Provided text:
Bug #14076 wrong delete when column names are ambiguous
Submitted: 17 Oct 2005 16:40 Modified: 18 Oct 2005 9:19
Reporter: Shantanu Oak Email Updates:
Status: Not a Bug Impact on me:
None 
Category:MySQL Server Severity:S3 (Non-critical)
Version:4.0+ OS:Linux (Linux)
Assigned to: CPU Architecture:Any

[17 Oct 2005 16:40] Shantanu Oak
Description:
The query is deleting all the records from table.
Even if the brackets () are there, it takes all the invoiceno values from bill table.
This behaviour is not expected since it does not follow the brackets.
It should show an error since there is no invoiceno column in the receipts table.

How to repeat:
drop table bill;
drop table receipts;

CREATE TABLE `bill` (
`invoiceno` int(11), `amount` decimal(10,2) 
);

CREATE TABLE `receipts` (
`cheque` int(11), `amount` decimal(10,2) 
);

insert into bill values (1,23), (2,43), (5,39);
insert into receipts values (10,23), (20,43), (5,9);

select * from bill;
select * from receipts;

DELETE FROM 
bill
WHERE invoiceno IN ( SELECT 
invoiceno
FROM receipts);

select * from bill;

It is deleting all the records from bill table.
Even if the brackets () are there, it takes all the invoiceno values from bill table.
This behaviour is not expected since it does not follow the brackets.
It should show an error since there is no invoiceno column in the receipts table.

The correct query here was...

DELETE FROM 
bill
WHERE invoiceno IN ( SELECT 
cheque
FROM receipts);

If I add the table names then the query will show an error message as expected.

DELETE FROM 
bill
WHERE bill.invoiceno IN ( SELECT 
receipts.invoiceno
FROM receipts);
[18 Oct 2005 9:19] Valeriy Kravchuk
Thank you for taking the time to write to us, but this is not
a bug. Please double-check the documentation available at
http://www.mysql.com/documentation/ and the instructions on
how to report a bug at http://bugs.mysql.com/how-to-report.php

Additional info:

Sorry, but there is NO ambiguity among column names. Your 

Look:

mysql> CREATE TABLE `bill` (
    -> ``invoiceno` int(11), `amount` decimal(10,2)

Stored data:

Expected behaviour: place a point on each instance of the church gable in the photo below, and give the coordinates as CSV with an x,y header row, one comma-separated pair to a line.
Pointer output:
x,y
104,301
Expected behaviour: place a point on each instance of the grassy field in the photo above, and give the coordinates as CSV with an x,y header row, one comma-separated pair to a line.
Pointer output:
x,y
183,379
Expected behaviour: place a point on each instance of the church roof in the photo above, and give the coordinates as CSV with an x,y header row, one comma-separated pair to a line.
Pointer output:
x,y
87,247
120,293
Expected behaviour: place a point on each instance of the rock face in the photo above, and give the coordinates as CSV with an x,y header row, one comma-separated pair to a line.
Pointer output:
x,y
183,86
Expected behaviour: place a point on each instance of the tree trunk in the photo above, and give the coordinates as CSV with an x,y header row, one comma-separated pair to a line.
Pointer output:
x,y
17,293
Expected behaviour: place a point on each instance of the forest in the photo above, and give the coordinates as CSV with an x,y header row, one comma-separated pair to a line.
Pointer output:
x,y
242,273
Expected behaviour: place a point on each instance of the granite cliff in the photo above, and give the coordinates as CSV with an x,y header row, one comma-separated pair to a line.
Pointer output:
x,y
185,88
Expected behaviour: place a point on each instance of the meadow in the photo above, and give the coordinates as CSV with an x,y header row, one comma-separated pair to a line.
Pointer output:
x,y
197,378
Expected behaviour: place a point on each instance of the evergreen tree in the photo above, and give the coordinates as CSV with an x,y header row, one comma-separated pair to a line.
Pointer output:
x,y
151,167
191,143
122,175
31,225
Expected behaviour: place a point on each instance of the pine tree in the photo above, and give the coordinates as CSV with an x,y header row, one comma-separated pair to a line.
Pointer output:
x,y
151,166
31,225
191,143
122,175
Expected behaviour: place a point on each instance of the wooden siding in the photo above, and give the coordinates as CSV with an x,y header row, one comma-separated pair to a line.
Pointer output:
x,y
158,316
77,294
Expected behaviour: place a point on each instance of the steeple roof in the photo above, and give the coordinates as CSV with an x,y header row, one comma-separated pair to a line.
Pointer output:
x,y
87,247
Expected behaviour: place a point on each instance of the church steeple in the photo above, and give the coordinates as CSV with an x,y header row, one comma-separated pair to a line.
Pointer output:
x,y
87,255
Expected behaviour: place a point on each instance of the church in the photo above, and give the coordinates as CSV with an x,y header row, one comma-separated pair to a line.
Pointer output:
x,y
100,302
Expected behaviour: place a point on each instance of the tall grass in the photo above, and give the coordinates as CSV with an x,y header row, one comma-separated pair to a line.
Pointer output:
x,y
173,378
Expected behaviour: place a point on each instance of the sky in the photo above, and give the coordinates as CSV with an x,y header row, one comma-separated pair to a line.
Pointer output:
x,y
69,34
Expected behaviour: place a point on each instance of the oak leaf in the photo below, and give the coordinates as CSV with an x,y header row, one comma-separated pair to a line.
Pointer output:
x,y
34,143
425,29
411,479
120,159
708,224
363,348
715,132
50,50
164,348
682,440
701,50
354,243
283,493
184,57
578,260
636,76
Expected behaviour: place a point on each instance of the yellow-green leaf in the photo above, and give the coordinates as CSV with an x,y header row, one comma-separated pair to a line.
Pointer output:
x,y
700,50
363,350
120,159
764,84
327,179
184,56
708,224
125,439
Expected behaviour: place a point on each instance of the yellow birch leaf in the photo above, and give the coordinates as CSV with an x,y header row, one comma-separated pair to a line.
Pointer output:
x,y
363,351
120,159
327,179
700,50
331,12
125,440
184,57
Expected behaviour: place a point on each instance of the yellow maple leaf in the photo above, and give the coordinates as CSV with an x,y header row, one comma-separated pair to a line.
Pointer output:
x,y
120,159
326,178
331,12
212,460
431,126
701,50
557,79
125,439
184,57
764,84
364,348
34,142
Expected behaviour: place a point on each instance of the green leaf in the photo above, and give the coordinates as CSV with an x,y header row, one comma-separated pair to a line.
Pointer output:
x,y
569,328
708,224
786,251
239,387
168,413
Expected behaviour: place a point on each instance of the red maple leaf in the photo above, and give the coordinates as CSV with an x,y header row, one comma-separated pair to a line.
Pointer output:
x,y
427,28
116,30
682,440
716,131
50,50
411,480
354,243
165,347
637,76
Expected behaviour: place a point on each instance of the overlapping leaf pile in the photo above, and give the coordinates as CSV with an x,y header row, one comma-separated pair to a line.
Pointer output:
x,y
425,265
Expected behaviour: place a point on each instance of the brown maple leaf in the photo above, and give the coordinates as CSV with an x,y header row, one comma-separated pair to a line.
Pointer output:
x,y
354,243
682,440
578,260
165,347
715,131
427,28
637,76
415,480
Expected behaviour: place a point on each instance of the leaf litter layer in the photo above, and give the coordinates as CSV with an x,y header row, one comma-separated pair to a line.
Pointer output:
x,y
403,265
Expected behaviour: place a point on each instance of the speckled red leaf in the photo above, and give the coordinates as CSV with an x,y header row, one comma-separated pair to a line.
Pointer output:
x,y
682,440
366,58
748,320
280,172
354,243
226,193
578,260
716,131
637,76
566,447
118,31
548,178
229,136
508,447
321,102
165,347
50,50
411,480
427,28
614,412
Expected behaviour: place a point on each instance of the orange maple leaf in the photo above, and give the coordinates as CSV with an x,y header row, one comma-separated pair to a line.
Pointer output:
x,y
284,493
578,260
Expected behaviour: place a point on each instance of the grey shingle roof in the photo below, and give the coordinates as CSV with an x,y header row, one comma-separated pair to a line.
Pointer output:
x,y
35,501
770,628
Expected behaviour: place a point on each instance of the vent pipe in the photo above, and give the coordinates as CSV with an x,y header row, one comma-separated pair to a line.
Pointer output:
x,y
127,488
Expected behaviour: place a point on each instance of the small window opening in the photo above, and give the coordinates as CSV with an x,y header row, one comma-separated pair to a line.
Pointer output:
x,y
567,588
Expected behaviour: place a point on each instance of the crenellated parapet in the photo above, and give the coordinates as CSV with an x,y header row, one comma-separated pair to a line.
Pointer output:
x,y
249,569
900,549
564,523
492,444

Written request 1: What status does the bug report give the issue?
Written request 2: Please reproduce the bug report word for word from "Bug #14076 wrong delete" up to and including "records from table.".

Full answer 1: Not a Bug

Full answer 2:
Bug #14076 wrong delete when column names are ambiguous
Submitted: 17 Oct 2005 16:40 Modified: 18 Oct 2005 9:19
Reporter: Shantanu Oak Email Updates:
Status: Not a Bug Impact on me:
None 
Category:MySQL Server Severity:S3 (Non-critical)
Version:4.0+ OS:Linux (Linux)
Assigned to: CPU Architecture:Any

[17 Oct 2005 16:40] Shantanu Oak
Description:
The query is deleting all the records from table.